READING PASSAGE:
↓
Fri Apr 05, 2019 5:47 am

wnflyguy wrote:
usxguy wrote:
WN is playing it safe. Remember, the last "entrant" into the interisland market was a bit of a flop (Mokulele E170s) with lots and lots of frequency in LIH/OGG and not enough to KOA/ITO where they already had brand awareness.

my bet: WN will be increasing inter-island services a few notches in the next schedule release. I think we'll see KOA & OGG up to 6 or 7 a day before they add in LIH/ITO. The number folks are watching everything like a hawk....


I think WN will go ahead and add the final LIH,SMF and SAN service in June or July.
But with the current MAX8 grounding it will be less robust than originally planned.
I see LIH starting simple like KOA with just 4 Daily LIH-HNL flights.
SAN and SMF will be just a Daily flight to HNL with connections to OGG,LIH and KOA.
↑
MATERIAL SUPPLIED:
↓
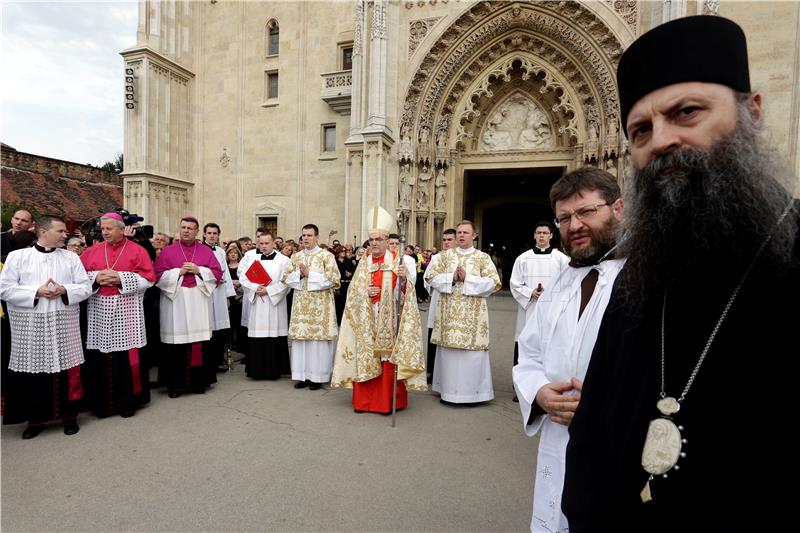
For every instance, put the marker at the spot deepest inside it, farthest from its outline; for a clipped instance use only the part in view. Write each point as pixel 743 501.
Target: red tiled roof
pixel 76 200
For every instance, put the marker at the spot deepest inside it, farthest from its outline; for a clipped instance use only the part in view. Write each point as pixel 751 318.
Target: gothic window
pixel 329 137
pixel 346 57
pixel 273 38
pixel 271 84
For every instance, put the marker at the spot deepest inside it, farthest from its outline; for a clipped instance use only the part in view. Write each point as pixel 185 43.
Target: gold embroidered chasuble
pixel 313 311
pixel 394 333
pixel 462 321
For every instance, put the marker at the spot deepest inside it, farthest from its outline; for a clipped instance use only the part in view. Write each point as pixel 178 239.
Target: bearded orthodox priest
pixel 464 277
pixel 381 328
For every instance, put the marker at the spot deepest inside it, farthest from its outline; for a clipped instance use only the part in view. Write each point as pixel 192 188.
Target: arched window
pixel 273 38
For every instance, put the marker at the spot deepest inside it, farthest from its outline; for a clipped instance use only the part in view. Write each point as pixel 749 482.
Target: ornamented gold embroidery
pixel 365 338
pixel 313 312
pixel 462 322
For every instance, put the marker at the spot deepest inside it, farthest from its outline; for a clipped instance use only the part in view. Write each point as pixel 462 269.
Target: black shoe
pixel 71 426
pixel 32 431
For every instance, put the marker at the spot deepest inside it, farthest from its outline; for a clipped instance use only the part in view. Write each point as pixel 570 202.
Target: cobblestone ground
pixel 262 456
↑
SET PROBLEM 1: Reproduce the forum post about WN's inter-island service from "Fri Apr 05, 2019" to "like a hawk....".
SET PROBLEM 2: Carry on the forum post about WN's inter-island service from the point where it stops.
The listing isn't needed for anything here.

EXERCISE ANSWER 1:
Fri Apr 05, 2019 5:47 am

wnflyguy wrote:
usxguy wrote:
WN is playing it safe. Remember, the last "entrant" into the interisland market was a bit of a flop (Mokulele E170s) with lots and lots of frequency in LIH/OGG and not enough to KOA/ITO where they already had brand awareness.

my bet: WN will be increasing inter-island services a few notches in the next schedule release. I think we'll see KOA & OGG up to 6 or 7 a day before they add in LIH/ITO. The number folks are watching everything like a hawk....

EXERCISE ANSWER 2:
Once the MAX8 is back in service I think the November 3,2019 to January 4, 2020 Extension will see the remaining delayed 2019 summer expansion.
Will ITO be added into game on the year end release? My guess probably NOT. I'm gonna guess spring 2020.
Same can be said for anything other than the 4 original markets. The other markets like LAX,LAS,PHX and DEN pushed to summer 2020.
The big money maker I'm told for Hawaii inter island flights will be Inter Island freight contracts it's getting established.

Flyguy


I assume based on the real world performance data WN has for the 7M8 they are confident the plane can operate such stage lengths from hot and high DEN?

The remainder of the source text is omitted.